> [INSTRUCTIONS FOR THE TASK]: Retype the listing exactly, so that the copy matches it line for line.

> [PROVIDED RECORDS]:
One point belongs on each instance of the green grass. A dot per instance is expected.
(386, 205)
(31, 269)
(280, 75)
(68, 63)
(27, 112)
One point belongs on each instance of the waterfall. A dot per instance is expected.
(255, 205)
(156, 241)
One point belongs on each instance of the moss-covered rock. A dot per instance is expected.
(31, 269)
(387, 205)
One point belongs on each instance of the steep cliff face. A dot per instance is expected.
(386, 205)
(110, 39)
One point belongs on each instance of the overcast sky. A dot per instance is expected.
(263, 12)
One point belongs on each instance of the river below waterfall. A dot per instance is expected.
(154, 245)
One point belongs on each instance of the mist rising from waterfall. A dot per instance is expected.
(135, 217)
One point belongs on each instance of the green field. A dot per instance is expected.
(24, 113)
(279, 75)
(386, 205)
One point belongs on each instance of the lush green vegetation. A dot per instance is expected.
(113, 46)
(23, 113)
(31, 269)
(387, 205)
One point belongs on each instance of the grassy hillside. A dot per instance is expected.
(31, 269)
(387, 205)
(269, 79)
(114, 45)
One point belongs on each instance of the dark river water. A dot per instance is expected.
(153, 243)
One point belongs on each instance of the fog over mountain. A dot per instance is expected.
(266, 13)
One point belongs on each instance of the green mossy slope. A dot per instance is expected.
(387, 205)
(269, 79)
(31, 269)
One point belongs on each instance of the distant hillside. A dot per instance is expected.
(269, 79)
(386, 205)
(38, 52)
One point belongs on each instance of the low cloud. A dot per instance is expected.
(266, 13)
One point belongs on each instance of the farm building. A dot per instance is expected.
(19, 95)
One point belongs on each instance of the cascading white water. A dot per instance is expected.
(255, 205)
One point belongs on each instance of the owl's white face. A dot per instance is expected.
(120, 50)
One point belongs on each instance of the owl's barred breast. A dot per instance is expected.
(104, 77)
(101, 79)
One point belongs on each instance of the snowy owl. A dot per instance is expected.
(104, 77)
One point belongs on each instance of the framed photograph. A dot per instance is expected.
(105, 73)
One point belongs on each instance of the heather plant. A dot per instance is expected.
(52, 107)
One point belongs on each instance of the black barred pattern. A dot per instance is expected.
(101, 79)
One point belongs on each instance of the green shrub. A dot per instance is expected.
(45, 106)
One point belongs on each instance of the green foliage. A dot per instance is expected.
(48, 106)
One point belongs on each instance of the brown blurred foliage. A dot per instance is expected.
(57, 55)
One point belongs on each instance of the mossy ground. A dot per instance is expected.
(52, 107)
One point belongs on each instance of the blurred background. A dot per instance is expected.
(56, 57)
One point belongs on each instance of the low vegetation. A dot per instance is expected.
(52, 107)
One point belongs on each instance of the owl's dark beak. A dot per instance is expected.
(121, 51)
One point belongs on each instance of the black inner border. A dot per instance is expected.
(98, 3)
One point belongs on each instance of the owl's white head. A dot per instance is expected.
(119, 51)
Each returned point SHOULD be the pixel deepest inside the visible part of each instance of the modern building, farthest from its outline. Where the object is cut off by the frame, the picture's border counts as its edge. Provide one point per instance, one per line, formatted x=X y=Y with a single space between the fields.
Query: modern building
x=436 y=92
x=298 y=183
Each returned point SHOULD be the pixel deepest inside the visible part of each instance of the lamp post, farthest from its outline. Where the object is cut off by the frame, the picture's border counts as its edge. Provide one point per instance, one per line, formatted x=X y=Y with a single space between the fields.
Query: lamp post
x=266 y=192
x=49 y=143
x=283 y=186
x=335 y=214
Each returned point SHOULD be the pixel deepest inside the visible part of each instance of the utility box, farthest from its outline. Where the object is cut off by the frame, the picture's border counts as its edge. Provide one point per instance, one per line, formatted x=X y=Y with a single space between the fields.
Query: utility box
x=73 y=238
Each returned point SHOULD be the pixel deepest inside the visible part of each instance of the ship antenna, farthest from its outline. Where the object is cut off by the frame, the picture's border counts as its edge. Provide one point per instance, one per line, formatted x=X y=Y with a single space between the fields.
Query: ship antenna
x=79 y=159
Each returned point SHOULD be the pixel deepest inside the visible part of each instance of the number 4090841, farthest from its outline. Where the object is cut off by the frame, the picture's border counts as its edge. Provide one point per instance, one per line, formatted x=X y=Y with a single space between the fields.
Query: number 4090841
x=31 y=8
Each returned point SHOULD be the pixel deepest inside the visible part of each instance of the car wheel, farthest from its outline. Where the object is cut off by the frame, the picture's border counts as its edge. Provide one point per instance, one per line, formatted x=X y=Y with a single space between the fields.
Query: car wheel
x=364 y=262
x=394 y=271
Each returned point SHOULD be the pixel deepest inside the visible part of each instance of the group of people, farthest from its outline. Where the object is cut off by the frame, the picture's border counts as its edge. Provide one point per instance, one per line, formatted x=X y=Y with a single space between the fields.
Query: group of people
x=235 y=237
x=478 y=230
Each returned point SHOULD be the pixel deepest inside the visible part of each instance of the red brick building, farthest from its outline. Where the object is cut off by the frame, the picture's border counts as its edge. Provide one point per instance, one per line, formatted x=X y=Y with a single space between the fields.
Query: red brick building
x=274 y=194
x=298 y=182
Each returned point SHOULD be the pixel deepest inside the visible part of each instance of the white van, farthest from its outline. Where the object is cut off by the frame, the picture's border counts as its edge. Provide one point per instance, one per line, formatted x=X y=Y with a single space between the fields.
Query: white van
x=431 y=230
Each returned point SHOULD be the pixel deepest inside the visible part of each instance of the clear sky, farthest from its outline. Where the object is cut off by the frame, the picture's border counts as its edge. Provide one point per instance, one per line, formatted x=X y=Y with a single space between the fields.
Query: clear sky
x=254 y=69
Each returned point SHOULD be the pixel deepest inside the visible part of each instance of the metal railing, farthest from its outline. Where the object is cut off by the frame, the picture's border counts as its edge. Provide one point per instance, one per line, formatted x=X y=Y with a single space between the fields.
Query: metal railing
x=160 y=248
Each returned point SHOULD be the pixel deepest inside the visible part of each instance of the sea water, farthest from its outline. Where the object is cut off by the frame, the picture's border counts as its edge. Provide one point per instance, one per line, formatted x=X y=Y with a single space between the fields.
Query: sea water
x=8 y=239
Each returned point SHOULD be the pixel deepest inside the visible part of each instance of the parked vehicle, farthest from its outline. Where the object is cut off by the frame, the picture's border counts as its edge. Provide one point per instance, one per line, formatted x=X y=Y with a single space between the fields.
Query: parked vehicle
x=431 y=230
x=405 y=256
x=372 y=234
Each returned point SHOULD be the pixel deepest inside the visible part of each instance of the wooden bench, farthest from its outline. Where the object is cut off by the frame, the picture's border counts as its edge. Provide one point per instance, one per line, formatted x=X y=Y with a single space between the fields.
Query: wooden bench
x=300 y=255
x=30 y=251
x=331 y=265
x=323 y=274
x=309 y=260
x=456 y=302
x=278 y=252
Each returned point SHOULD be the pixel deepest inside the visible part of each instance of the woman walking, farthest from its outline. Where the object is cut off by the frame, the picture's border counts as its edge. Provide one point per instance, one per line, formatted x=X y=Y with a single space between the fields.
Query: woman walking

> [WRITTEN ANSWER]:
One point belongs on each instance of the green grass. A dot per instance is expected.
(386, 205)
(31, 269)
(280, 75)
(68, 63)
(27, 112)
One point belongs on each instance of the waterfall. A dot per instance is expected.
(255, 205)
(156, 241)
One point belongs on each instance of the moss-covered rock. A dot per instance is expected.
(31, 269)
(387, 205)
One point belongs on each instance of the steep cliff face. A dot per instance is expected.
(386, 205)
(110, 39)
One point belongs on each instance of the overcast sky. A dot per instance is expected.
(263, 12)
One point belongs on each instance of the river below waterfall. A dot per instance is expected.
(154, 245)
One point belongs on each instance of the mist rising from waterfall. A dot per instance is expected.
(135, 217)
One point belongs on each instance of the green field. A dot per instance is expected.
(24, 113)
(279, 75)
(386, 205)
One point belongs on each instance of the lush green vegetation. A dot per instance is expected.
(113, 46)
(23, 113)
(31, 269)
(387, 205)
One point belongs on each instance of the grassy hillside. A dot per instance is expected.
(31, 269)
(387, 205)
(269, 79)
(114, 45)
One point belongs on each instance of the dark river water. A dot per instance is expected.
(153, 243)
One point belongs on each instance of the fog over mountain. A dot per instance is expected.
(266, 13)
One point belongs on each instance of the green mossy slope. A dot per instance is expected.
(387, 205)
(269, 79)
(31, 269)
One point belongs on each instance of the distant hillside. A dot per instance is expected.
(269, 79)
(386, 205)
(38, 52)
One point belongs on each instance of the low cloud. A dot per instance is expected.
(266, 13)
One point belongs on each instance of the farm building. A dot per instance is expected.
(19, 95)
One point belongs on each instance of the cascading white water. A dot per instance is expected.
(255, 205)
One point belongs on each instance of the owl's white face. A dot per instance is expected.
(120, 50)
One point belongs on each instance of the owl's barred breast. A dot per instance is expected.
(104, 77)
(101, 79)
One point belongs on each instance of the snowy owl. A dot per instance is expected.
(104, 77)
One point belongs on each instance of the framed photograph. A dot per instance is expected.
(105, 73)
One point belongs on each instance of the heather plant. A dot per instance is expected.
(52, 107)
One point belongs on each instance of the black barred pattern. A dot per instance is expected.
(101, 79)
One point belongs on each instance of the green shrub. A dot per instance is expected.
(45, 106)
One point belongs on each instance of the green foliage. A dot per instance is expected.
(48, 106)
One point belongs on each instance of the brown blurred foliage. A dot per instance is expected.
(57, 55)
One point belongs on each instance of the mossy ground. A dot per instance is expected.
(52, 107)
One point belongs on each instance of the blurred background. A dot per instance is expected.
(56, 57)
One point belongs on each instance of the low vegetation. A dot per instance is expected.
(52, 107)
One point belongs on each instance of the owl's dark beak. A dot per instance is expected.
(121, 51)
One point belongs on each instance of the black inner border. A dot per instance is expected.
(98, 3)
One point belongs on each instance of the owl's white head. A dot per instance is expected.
(119, 51)
Each returned point SHOULD be the pixel deepest inside the visible part of each instance of the modern building, farthest from its outline. Where the object is cut off by the frame, the picture's border counts as its edge. Provide one point per instance, one per line, formatted x=X y=Y with a single space between the fields.
Query: modern building
x=436 y=92
x=298 y=183
Each returned point SHOULD be the pixel deepest inside the visible part of each instance of the lamp post, farthest from its outline. Where the object is cut off by the frame, the picture's border counts as its edge. Provide one point per instance, one per line, formatted x=X y=Y with a single space between the fields.
Query: lamp post
x=266 y=192
x=49 y=143
x=283 y=186
x=335 y=214
Each returned point SHOULD be the pixel deepest inside the visible part of each instance of the utility box, farthest from its outline. Where the object is cut off by the frame, the picture's border counts as its edge. Provide one point per instance, one per line, formatted x=X y=Y with a single space between the fields.
Query: utility box
x=73 y=238
Each returned point SHOULD be the pixel deepest inside the visible part of each instance of the ship antenna, farthest from its outline. Where the object is cut off by the frame, the picture's border counts as its edge. Provide one point per instance, one per line, formatted x=X y=Y with a single space between the fields.
Query: ship antenna
x=79 y=159
Each returned point SHOULD be the pixel deepest inside the visible part of each instance of the number 4090841, farthest from its outline. Where the object is cut off by the frame, the picture's border counts as its edge. Provide one point per instance, one per line, formatted x=X y=Y with a single space between the fields.
Query: number 4090841
x=31 y=8
Each returned point SHOULD be the pixel deepest inside the visible part of each instance of the car wheel, farthest from its outline. Where the object is cut off by the frame, the picture's border counts as its edge. Provide one point per instance, one per line, formatted x=X y=Y with a single space between the fields.
Query: car wheel
x=364 y=262
x=394 y=271
Each returned point SHOULD be the pixel deepest inside the visible part of each instance of the group of people, farthest from its outline. Where the object is cut off by the frame, the picture's border counts as its edge. Provide one point per instance, one per line, formatted x=X y=Y with a single space between the fields.
Query: group of people
x=235 y=237
x=478 y=230
Each returned point SHOULD be the pixel deepest inside the visible part of each instance of the red brick building, farthest from its outline. Where the object is cut off by the frame, the picture's border counts as its edge. Provide one point per instance, one per line, formatted x=X y=Y with a single space between the fields.
Query: red brick building
x=274 y=194
x=298 y=182
Each returned point SHOULD be the pixel deepest inside the visible part of each instance of the white van, farthest from its outline. Where the object is cut off by the frame, the picture's border counts as its edge. Provide one point per instance, one per line, formatted x=X y=Y with a single space between the fields.
Query: white van
x=431 y=230
Each returned point SHOULD be the pixel deepest inside the visible part of each instance of the clear sky, farthest from its outline. Where the object is cut off by the frame, the picture's border counts as its edge. Provide one point per instance, one per line, formatted x=X y=Y with a single space between the fields.
Query: clear sky
x=254 y=69
Each returned point SHOULD be the pixel deepest inside the visible part of each instance of the metal railing, farthest from its outline. Where the object is cut off by the frame, the picture's border counts as its edge. Provide one point per instance, one per line, formatted x=X y=Y with a single space between the fields.
Query: metal railing
x=160 y=248
Each returned point SHOULD be the pixel deepest inside the visible part of each instance of the sea water, farthest from its outline. Where the object is cut off by the frame, the picture's border counts as its edge. Provide one point per instance, one per line, formatted x=X y=Y with a single space between the fields.
Query: sea water
x=8 y=239
Each returned point SHOULD be the pixel deepest inside the visible part of each instance of the parked vehicle, farthest from its outline. Where the object is cut off by the frame, the picture's border counts as its edge. Provide one point per instance, one per line, formatted x=X y=Y with a single space between the fields.
Query: parked vehicle
x=431 y=230
x=405 y=256
x=372 y=234
Each returned point SHOULD be the pixel deepest inside the visible part of each instance of the wooden bench, farthest from its outline. Where the object is cut off by the frame, the picture's border counts as its edge. Provide one point per instance, one per line, formatted x=X y=Y with a single space between the fields.
Query: wooden bench
x=300 y=255
x=30 y=251
x=331 y=265
x=323 y=274
x=309 y=260
x=456 y=302
x=278 y=252
Each returned point SHOULD be the pixel deepest inside the visible part of each instance of the woman walking, farthest from its outline. Where the object is cut off by the frame, the picture's border counts as its edge. Provide one point per instance, one per line, formatted x=X y=Y with a single space between the fields.
Query: woman walking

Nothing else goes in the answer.